## [DIRECTIVE]
Revise the listing from the line containing "Target: minivan front grille" through the final line, replacing "minivan" with "van" and changing nothing else. Return only those lines.

## [RECORDS FOR THIS EXERCISE]
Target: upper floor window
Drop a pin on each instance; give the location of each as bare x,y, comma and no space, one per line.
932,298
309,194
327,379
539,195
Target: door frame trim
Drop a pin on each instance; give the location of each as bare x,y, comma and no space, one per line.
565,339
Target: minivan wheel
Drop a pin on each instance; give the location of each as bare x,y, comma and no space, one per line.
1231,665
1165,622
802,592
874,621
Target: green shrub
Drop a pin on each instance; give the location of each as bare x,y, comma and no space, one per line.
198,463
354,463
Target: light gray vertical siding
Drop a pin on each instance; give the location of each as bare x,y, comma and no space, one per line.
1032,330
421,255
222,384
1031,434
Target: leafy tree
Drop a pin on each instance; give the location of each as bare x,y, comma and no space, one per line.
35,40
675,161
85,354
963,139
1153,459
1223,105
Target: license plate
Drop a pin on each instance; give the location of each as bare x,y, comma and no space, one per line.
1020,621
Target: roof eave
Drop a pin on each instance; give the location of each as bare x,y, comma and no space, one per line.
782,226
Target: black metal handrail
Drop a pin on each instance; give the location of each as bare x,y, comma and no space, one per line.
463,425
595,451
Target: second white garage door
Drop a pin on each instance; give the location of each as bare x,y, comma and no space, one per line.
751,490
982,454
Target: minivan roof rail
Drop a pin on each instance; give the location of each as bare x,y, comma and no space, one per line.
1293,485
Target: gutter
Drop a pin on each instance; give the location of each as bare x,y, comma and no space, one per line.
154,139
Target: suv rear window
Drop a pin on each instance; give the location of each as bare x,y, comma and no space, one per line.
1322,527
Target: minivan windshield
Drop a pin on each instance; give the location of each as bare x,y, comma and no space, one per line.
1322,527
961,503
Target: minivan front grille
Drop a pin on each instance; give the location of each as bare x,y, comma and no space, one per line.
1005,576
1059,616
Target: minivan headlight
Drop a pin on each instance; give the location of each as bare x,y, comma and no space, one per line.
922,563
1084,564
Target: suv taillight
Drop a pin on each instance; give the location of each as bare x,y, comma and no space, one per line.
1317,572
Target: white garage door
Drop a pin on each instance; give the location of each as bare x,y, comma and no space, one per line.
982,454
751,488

## [CORRECT RESPONSE]
Target: van front grille
Drop a pin on each instance; give the location of each as bare x,y, comma and no space, one per line.
1005,576
1059,616
Target: van headlight
Drop a pin on each instance; give the location of each as bare x,y, comma and no space, one per line.
922,563
1084,564
Target: suv taillight
Drop a pin on each instance; give the location of each as bare x,y, comma and no space, one per line.
1317,572
Target: white garage door
Drop a pin on each instance; give the location of each as bare x,y, comma and no space, one per line.
982,454
751,488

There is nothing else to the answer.